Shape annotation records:
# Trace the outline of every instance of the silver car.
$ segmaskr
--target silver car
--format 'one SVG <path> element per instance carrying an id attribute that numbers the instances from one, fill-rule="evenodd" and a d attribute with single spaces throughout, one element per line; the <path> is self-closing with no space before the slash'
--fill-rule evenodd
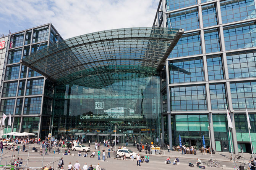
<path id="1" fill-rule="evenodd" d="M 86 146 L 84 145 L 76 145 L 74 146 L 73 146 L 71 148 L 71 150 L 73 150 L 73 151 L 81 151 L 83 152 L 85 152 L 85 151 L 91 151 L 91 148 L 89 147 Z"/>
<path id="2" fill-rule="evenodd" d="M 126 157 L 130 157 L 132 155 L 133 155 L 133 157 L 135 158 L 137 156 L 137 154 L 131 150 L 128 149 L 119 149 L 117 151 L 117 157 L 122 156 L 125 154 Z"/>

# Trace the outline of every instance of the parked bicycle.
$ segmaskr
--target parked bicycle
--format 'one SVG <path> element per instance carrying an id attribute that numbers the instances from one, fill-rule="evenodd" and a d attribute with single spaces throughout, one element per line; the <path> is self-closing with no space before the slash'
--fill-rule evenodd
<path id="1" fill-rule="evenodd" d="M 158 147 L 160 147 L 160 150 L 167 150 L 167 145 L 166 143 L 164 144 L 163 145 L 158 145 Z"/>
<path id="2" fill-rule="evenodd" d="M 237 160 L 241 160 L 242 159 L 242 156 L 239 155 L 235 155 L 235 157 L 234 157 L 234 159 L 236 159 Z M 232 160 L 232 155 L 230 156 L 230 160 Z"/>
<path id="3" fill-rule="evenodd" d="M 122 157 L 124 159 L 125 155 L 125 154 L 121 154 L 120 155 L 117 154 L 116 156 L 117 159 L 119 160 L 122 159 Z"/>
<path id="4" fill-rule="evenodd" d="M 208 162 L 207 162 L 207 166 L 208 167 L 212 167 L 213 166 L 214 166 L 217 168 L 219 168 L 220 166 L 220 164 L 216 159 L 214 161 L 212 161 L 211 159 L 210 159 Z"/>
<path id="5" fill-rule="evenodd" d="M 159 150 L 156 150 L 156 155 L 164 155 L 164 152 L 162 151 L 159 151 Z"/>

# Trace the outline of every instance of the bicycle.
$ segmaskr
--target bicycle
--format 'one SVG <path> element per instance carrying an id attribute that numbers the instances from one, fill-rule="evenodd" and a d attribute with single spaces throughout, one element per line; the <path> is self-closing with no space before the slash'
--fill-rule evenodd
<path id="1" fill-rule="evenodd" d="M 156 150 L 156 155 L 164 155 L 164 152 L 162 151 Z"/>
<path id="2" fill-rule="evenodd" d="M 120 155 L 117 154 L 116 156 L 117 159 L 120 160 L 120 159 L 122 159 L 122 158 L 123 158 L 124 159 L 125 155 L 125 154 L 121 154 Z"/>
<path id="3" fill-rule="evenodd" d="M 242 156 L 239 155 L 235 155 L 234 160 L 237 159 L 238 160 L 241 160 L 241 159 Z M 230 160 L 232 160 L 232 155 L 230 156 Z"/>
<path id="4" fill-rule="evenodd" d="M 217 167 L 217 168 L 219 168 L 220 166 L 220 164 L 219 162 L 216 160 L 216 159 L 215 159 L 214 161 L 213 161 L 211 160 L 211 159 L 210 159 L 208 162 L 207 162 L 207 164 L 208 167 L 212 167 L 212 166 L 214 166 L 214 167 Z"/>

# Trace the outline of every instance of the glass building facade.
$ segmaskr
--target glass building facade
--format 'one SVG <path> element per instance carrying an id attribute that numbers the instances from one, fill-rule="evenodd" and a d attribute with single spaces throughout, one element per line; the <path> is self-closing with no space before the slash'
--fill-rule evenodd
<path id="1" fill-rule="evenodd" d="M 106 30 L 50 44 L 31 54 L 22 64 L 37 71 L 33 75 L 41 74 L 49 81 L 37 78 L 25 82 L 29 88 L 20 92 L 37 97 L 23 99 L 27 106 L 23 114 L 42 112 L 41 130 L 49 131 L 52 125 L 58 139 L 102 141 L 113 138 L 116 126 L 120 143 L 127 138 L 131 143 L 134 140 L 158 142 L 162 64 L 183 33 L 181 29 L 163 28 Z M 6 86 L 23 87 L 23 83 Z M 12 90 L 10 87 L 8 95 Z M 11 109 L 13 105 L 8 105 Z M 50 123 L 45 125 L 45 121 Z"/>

EXERCISE REQUIREMENTS:
Reproduce every line of the records above without any changes, omitting the picture.

THE COMPLETED TASK:
# Trace the outline of every instance of the silver car.
$ segmaskr
--target silver car
--format 'one SVG <path> element per instance carrying an id attribute that numbers the instances from one, fill-rule="evenodd" and a d attribute with single spaces throughout, one element per line; the <path> is self-closing with no space before the slash'
--fill-rule evenodd
<path id="1" fill-rule="evenodd" d="M 86 146 L 84 145 L 76 145 L 74 146 L 73 146 L 71 148 L 71 150 L 73 150 L 73 151 L 81 151 L 83 152 L 85 152 L 85 151 L 91 151 L 91 148 L 89 147 Z"/>
<path id="2" fill-rule="evenodd" d="M 126 157 L 130 157 L 132 155 L 133 155 L 133 157 L 135 158 L 137 156 L 137 154 L 131 150 L 128 149 L 119 149 L 117 151 L 117 157 L 122 156 L 125 154 Z"/>

# Trace the outline of every instance of the parked bicycle.
$ segmaskr
--target parked bicycle
--format 'one SVG <path> element per instance carrying an id attribute that numbers the instances from one, fill-rule="evenodd" and a d attribute with single spaces throughout, one element per line; the <path> is self-closing with no space before the slash'
--fill-rule evenodd
<path id="1" fill-rule="evenodd" d="M 158 147 L 160 147 L 160 150 L 167 150 L 167 145 L 166 143 L 164 144 L 163 145 L 158 145 Z"/>
<path id="2" fill-rule="evenodd" d="M 237 160 L 241 160 L 242 159 L 242 156 L 239 155 L 235 155 L 235 157 L 234 157 L 234 159 L 236 159 Z M 232 160 L 232 155 L 230 156 L 230 160 Z"/>
<path id="3" fill-rule="evenodd" d="M 122 157 L 124 159 L 125 155 L 125 154 L 121 154 L 120 155 L 117 154 L 116 156 L 117 159 L 119 160 L 122 159 Z"/>
<path id="4" fill-rule="evenodd" d="M 208 162 L 207 162 L 207 166 L 208 167 L 212 167 L 213 166 L 214 166 L 217 168 L 219 168 L 220 166 L 220 164 L 216 159 L 214 161 L 212 161 L 211 159 L 210 159 Z"/>
<path id="5" fill-rule="evenodd" d="M 159 150 L 156 150 L 156 155 L 164 155 L 164 152 L 162 151 L 159 151 Z"/>

# Trace the outline of every instance of the bicycle.
$ segmaskr
--target bicycle
--format 'one SVG <path> element per instance carrying an id attribute that numbers the instances from one, fill-rule="evenodd" and a d attribute with single spaces throughout, one element per line; the <path> is self-closing with no space before the slash'
--fill-rule evenodd
<path id="1" fill-rule="evenodd" d="M 156 150 L 156 155 L 164 155 L 164 152 L 162 151 Z"/>
<path id="2" fill-rule="evenodd" d="M 120 155 L 117 154 L 116 156 L 117 159 L 120 160 L 120 159 L 122 159 L 122 158 L 123 158 L 124 159 L 125 155 L 125 154 L 121 154 Z"/>
<path id="3" fill-rule="evenodd" d="M 242 156 L 239 155 L 235 155 L 234 160 L 237 159 L 238 160 L 241 160 L 241 159 Z M 230 160 L 232 160 L 232 155 L 230 156 Z"/>
<path id="4" fill-rule="evenodd" d="M 217 167 L 217 168 L 219 168 L 220 166 L 220 164 L 219 162 L 216 160 L 216 159 L 215 159 L 214 161 L 213 161 L 211 160 L 211 159 L 210 159 L 208 162 L 207 162 L 207 164 L 208 167 L 212 167 L 212 166 L 214 166 L 214 167 Z"/>

# Trace the outline of every instance of the glass building facade.
$ segmaskr
--target glass building facade
--format 'one SVG <path> element per instance carrying an id attribute that numbers the instances from one, fill-rule="evenodd" and a d attribute with single spaces throughout, one element per line; the <path> is self-closing with no space before the slash'
--fill-rule evenodd
<path id="1" fill-rule="evenodd" d="M 106 30 L 50 44 L 31 54 L 22 64 L 37 71 L 33 75 L 41 74 L 49 81 L 37 78 L 25 82 L 29 88 L 20 92 L 37 97 L 23 99 L 27 106 L 23 114 L 42 112 L 41 130 L 49 131 L 52 125 L 58 139 L 102 141 L 113 138 L 116 126 L 120 143 L 127 138 L 131 143 L 134 140 L 158 142 L 162 64 L 183 33 L 181 29 L 163 28 Z M 6 86 L 23 87 L 23 83 Z M 12 90 L 10 87 L 8 95 Z M 11 109 L 13 105 L 8 105 Z M 50 123 L 45 125 L 45 121 Z"/>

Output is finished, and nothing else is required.